INFORMATION SUPPLIED –
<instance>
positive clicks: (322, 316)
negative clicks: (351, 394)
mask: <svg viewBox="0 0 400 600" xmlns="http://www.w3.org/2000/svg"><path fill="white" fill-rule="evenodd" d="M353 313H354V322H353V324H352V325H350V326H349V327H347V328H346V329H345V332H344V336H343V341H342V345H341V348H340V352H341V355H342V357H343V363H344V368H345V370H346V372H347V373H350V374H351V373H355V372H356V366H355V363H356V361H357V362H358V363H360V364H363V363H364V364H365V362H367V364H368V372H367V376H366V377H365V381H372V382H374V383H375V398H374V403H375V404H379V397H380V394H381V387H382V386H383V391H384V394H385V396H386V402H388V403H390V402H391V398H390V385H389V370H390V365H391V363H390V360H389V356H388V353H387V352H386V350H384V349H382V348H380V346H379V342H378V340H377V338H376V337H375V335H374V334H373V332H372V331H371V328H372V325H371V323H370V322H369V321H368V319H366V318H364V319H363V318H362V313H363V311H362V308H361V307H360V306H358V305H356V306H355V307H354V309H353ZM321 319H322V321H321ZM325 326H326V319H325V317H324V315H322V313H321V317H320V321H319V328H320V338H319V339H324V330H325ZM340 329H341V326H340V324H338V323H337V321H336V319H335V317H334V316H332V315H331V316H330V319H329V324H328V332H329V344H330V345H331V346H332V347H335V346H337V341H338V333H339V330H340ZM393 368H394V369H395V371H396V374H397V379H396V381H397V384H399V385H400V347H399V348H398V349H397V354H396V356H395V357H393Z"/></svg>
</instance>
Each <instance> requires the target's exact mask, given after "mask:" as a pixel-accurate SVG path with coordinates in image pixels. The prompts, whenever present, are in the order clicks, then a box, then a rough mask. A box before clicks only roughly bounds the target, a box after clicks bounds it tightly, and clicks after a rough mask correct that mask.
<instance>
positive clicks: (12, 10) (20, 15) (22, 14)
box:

DIRECTIONS FOR THIS TASK – Across the entries above, how many lines contain the string "positive"? The number alone is the answer.

REPLY – 2